BEGIN Available records
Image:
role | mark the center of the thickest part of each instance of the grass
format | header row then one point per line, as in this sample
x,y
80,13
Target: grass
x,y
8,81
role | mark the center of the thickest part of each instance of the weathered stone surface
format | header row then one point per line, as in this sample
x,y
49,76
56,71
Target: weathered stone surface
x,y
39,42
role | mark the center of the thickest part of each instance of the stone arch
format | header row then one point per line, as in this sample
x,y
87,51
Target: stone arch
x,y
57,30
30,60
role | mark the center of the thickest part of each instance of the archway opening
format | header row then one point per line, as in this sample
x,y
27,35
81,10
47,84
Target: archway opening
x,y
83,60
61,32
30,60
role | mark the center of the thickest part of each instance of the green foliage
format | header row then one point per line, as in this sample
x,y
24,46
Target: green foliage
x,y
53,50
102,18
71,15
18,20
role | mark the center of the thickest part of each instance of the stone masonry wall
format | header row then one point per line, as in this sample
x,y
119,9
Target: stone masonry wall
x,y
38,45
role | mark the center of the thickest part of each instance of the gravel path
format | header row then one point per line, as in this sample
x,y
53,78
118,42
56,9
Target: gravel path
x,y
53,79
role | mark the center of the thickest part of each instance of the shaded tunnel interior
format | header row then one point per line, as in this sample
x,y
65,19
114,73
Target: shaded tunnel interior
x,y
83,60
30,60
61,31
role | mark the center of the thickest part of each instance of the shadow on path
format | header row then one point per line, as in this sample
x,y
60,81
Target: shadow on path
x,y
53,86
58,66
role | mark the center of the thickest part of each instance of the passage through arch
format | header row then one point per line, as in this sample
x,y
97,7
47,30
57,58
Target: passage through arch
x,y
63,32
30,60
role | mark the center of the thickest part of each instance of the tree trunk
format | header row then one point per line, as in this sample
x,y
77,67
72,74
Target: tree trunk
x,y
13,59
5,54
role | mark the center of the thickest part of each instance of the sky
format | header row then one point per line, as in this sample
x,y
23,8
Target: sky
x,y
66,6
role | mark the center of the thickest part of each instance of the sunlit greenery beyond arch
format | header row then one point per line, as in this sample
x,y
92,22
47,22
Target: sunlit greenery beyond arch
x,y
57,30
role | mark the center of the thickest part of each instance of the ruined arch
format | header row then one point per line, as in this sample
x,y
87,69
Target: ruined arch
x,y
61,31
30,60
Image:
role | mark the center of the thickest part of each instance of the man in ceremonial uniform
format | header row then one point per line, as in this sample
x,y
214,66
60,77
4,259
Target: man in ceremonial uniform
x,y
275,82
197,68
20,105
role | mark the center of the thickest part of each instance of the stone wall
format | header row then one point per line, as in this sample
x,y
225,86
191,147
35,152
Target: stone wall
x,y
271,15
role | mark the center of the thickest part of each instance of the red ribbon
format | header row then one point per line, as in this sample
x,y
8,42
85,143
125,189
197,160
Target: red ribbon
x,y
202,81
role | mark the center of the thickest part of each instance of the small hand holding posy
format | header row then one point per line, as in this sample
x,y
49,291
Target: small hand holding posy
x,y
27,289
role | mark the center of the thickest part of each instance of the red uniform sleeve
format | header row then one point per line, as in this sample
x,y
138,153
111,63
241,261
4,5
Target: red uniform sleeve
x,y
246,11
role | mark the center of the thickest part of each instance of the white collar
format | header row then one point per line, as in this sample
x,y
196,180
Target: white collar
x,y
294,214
END Available records
## What to do
Extract every entry in the listing word for word.

## Exercise output
Image:
role | mark the center of the thickest part of each instance of the grass
format | header row then one point per line, as in this sample
x,y
80,13
Target: grass
x,y
8,81
role | mark the center of the thickest part of each instance of the weathered stone surface
format | header row then one point per line, as in this sample
x,y
49,76
56,71
Target: weathered stone surface
x,y
39,42
role | mark the center of the thickest part of each instance of the stone arch
format | header row then one point per line, as in this sample
x,y
87,51
Target: stone arch
x,y
57,30
30,60
role | mark the center of the thickest part of each instance of the archway opening
format | header row then one point per line, as in this sample
x,y
27,35
81,10
47,84
Target: archway opening
x,y
83,60
61,32
30,60
role | mark the center of the thickest part of each instance of the green foliage
format | header row then one point per line, as in this sample
x,y
24,46
Target: green foliage
x,y
53,50
102,18
71,15
18,20
role | mark the center of the thickest part of each instance of the stone masonry wall
format | header row then one point per line, as in this sample
x,y
119,9
Target: stone masonry wall
x,y
38,45
role | mark the center of the thickest part of each instance of the gravel path
format | header row then one point per line, as in this sample
x,y
53,78
118,42
56,9
Target: gravel path
x,y
53,79
role | mark the center of the thickest part of each instance of the shaded tunnel interior
format | header row then one point per line, as in this sample
x,y
65,19
114,73
Target: shaded tunnel interior
x,y
83,60
30,60
61,31
role | mark the center of the thickest part of each instance of the shadow on path
format | header row then one point per line, as in this sample
x,y
60,81
Target: shadow on path
x,y
53,86
58,66
role | mark the center of the thickest part of each instance of the passage through arch
format | header row then one point per line, as in this sample
x,y
97,7
47,30
57,58
Target: passage through arch
x,y
63,32
30,60
role | mark the center of the thickest part of each instance of the tree trunk
format | header row then one point per line, as in this sample
x,y
77,67
72,74
Target: tree trunk
x,y
13,59
5,54
role | mark the center of the thickest part of each instance of the sky
format | header row then one point per line, as in this sample
x,y
23,8
Target: sky
x,y
66,6
role | mark the center of the thickest part of each instance of the sunlit greenery beyond arch
format | header row then one point per line, as in this sample
x,y
92,22
47,22
Target: sunlit greenery beyond arch
x,y
57,30
role | mark the center of the thickest part of each instance of the ruined arch
format | header row then one point per line, as in this sample
x,y
87,69
Target: ruined arch
x,y
61,31
30,60
Image:
role | mark the center of the thickest part of each instance of the man in ceremonial uniform
format | header row then one point per line, as in this sample
x,y
214,66
60,77
4,259
Target: man in ceremonial uniform
x,y
275,82
197,68
20,105
role | mark the center of the thickest part of each instance of the stone wall
format | header row then one point per line, as in this sample
x,y
225,86
191,147
35,152
Target: stone wall
x,y
271,15
role | mark the center of the thickest part of each instance of the red ribbon
format | header row then one point per line, as in this sample
x,y
8,42
85,143
125,189
197,160
Target: red ribbon
x,y
202,81
role | mark the center of the thickest part of each instance of the small hand holding posy
format | header row then one point per line, as in this sample
x,y
49,291
Target: small hand holding posy
x,y
27,289
role | mark the center of the thickest part of each instance of the red uniform sleeve
format | header row then one point per line, as in this sample
x,y
138,153
111,63
241,261
4,5
Target: red uniform sleeve
x,y
246,11
role | mark the center of the thickest part of each instance of the white collar
format | header row then one point per line, as in this sample
x,y
196,180
Target: white collar
x,y
294,214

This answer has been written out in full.